(Stored data entries)
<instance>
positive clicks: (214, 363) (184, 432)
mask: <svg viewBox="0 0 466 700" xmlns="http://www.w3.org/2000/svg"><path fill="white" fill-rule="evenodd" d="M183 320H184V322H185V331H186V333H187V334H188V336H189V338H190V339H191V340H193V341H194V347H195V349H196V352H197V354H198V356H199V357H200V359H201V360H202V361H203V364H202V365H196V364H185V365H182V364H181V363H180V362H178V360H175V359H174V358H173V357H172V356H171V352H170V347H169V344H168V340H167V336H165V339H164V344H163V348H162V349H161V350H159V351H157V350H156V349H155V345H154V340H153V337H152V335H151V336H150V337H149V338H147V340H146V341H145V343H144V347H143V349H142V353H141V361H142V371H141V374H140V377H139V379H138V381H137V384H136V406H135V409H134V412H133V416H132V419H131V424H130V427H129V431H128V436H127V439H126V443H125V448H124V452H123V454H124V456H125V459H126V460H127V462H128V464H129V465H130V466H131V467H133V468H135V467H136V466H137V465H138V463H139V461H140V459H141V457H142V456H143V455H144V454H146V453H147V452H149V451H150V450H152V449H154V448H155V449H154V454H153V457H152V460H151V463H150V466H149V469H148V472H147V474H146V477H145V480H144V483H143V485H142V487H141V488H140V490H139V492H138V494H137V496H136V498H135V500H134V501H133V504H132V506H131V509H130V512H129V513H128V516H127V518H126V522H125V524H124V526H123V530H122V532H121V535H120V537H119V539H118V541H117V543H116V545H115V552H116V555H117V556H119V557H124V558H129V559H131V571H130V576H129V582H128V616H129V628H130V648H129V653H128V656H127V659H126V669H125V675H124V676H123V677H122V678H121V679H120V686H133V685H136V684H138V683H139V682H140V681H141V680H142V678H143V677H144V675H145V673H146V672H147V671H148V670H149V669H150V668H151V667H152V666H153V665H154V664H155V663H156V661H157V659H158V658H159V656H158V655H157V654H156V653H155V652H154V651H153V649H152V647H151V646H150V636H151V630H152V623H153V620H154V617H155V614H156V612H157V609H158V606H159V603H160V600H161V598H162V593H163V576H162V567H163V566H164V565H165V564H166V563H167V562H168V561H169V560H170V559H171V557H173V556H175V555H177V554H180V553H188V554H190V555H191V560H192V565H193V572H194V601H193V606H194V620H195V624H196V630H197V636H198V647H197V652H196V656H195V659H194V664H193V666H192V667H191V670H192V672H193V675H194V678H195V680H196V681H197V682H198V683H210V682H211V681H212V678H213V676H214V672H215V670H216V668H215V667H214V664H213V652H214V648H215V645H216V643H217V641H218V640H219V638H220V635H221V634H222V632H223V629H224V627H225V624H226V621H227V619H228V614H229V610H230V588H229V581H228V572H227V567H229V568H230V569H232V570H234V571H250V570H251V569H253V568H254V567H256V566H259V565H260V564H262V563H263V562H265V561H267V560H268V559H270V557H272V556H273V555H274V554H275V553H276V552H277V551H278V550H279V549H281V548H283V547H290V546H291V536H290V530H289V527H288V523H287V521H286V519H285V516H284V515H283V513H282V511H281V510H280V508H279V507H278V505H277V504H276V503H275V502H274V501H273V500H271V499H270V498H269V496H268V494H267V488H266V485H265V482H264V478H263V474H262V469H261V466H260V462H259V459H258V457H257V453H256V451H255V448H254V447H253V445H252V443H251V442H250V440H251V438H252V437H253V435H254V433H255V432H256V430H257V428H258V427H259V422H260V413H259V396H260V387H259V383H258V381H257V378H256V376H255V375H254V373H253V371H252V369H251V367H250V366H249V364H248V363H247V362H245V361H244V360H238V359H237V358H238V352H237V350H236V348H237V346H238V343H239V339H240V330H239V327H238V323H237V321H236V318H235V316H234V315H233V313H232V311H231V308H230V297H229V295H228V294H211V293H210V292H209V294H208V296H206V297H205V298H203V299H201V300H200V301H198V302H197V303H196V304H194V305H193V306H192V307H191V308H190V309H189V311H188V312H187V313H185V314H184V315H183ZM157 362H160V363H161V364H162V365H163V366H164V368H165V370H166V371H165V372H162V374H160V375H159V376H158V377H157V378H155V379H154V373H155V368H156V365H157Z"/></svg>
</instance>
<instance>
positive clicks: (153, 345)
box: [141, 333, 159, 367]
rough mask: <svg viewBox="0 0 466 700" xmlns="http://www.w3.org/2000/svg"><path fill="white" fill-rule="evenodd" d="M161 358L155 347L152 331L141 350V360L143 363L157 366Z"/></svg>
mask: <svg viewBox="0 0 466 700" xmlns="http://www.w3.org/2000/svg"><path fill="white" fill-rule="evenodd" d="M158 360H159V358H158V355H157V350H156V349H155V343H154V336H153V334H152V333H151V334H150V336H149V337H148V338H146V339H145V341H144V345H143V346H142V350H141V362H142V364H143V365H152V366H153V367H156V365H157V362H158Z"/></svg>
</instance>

WHAT IS REQUIRED
Line by line, output the records exactly as given.

OUTPUT FOR THIS TASK
<instance>
positive clicks: (214, 363) (184, 432)
mask: <svg viewBox="0 0 466 700" xmlns="http://www.w3.org/2000/svg"><path fill="white" fill-rule="evenodd" d="M183 320H184V322H185V331H186V333H187V334H188V336H189V338H190V339H191V340H193V341H194V347H195V349H196V352H197V354H198V356H199V357H200V359H201V360H202V361H203V364H202V365H196V364H185V365H182V364H181V363H180V362H178V360H175V359H174V358H173V357H172V356H171V352H170V347H169V344H168V340H167V336H165V339H164V344H163V348H162V349H161V350H159V351H157V350H156V349H155V345H154V340H153V337H152V335H151V336H150V337H149V338H147V340H146V341H145V343H144V347H143V349H142V353H141V361H142V371H141V374H140V377H139V379H138V381H137V384H136V406H135V409H134V412H133V416H132V419H131V424H130V427H129V431H128V436H127V439H126V443H125V448H124V452H123V454H124V456H125V459H126V460H127V462H128V464H129V465H130V466H131V467H133V468H135V467H136V466H137V465H138V463H139V461H140V459H141V457H142V456H143V455H144V454H146V453H147V452H149V451H150V450H152V449H154V448H155V449H154V454H153V457H152V460H151V463H150V466H149V469H148V472H147V474H146V477H145V480H144V483H143V485H142V487H141V488H140V490H139V492H138V494H137V496H136V498H135V500H134V501H133V504H132V506H131V509H130V512H129V513H128V516H127V518H126V522H125V524H124V526H123V530H122V532H121V535H120V537H119V539H118V541H117V543H116V545H115V552H116V555H117V556H119V557H124V558H129V559H131V571H130V576H129V582H128V616H129V628H130V648H129V653H128V656H127V659H126V669H125V675H124V676H123V677H122V678H121V679H120V686H133V685H136V684H138V683H139V682H140V681H141V680H142V678H143V677H144V675H145V673H146V672H147V671H148V670H149V669H150V668H151V667H152V666H153V665H154V664H155V663H156V661H157V659H158V658H159V656H158V655H157V654H156V653H155V652H154V651H153V649H152V647H151V646H150V636H151V630H152V623H153V620H154V617H155V614H156V612H157V609H158V606H159V603H160V600H161V598H162V593H163V576H162V567H163V566H164V565H165V564H166V563H167V562H168V561H169V560H170V559H171V557H173V556H175V555H177V554H180V553H188V554H190V555H191V560H192V565H193V572H194V601H193V606H194V620H195V624H196V630H197V636H198V647H197V652H196V656H195V659H194V664H193V666H192V667H191V670H192V672H193V675H194V678H195V680H196V681H197V682H198V683H210V682H211V681H212V678H213V676H214V672H215V670H216V668H215V667H214V664H213V652H214V648H215V645H216V643H217V641H218V640H219V638H220V635H221V634H222V632H223V629H224V627H225V624H226V621H227V619H228V614H229V610H230V588H229V581H228V572H227V567H229V568H230V569H232V570H234V571H250V570H251V569H253V568H254V567H256V566H259V565H260V564H262V563H263V562H265V561H267V560H268V559H270V557H272V556H273V555H274V554H275V553H276V552H277V551H278V550H279V549H281V548H283V547H290V546H291V536H290V530H289V527H288V523H287V521H286V519H285V516H284V515H283V513H282V511H281V510H280V508H279V507H278V505H277V504H276V503H275V502H274V501H273V500H271V499H270V498H269V496H268V494H267V488H266V485H265V482H264V478H263V474H262V469H261V466H260V462H259V459H258V457H257V453H256V451H255V448H254V447H253V445H252V443H251V442H250V440H251V438H252V437H253V435H254V433H255V432H256V430H257V428H258V427H259V422H260V413H259V396H260V387H259V383H258V381H257V378H256V376H255V375H254V373H253V371H252V369H251V367H250V366H249V364H248V363H247V362H245V361H244V360H238V359H237V358H238V352H237V350H236V348H237V346H238V343H239V339H240V330H239V327H238V323H237V321H236V318H235V316H234V315H233V313H232V311H231V308H230V297H229V295H228V294H211V293H210V292H209V294H208V296H206V297H205V298H203V299H201V300H200V301H198V302H197V303H196V304H194V305H193V306H192V307H191V308H190V309H189V311H188V312H187V313H185V314H184V315H183ZM157 362H160V363H161V364H162V365H163V366H164V368H165V370H166V371H165V372H162V374H160V375H159V376H158V377H157V378H155V379H154V373H155V368H156V365H157Z"/></svg>
</instance>
<instance>
positive clicks: (153, 345)
box: [141, 333, 159, 367]
rough mask: <svg viewBox="0 0 466 700" xmlns="http://www.w3.org/2000/svg"><path fill="white" fill-rule="evenodd" d="M161 358L155 347L152 331L141 350V360L143 363L157 366Z"/></svg>
mask: <svg viewBox="0 0 466 700" xmlns="http://www.w3.org/2000/svg"><path fill="white" fill-rule="evenodd" d="M158 360H159V358H158V355H157V350H156V349H155V343H154V336H153V334H152V333H151V334H150V336H149V337H148V338H146V339H145V341H144V345H143V346H142V350H141V362H142V364H143V365H152V366H153V367H156V365H157V362H158Z"/></svg>
</instance>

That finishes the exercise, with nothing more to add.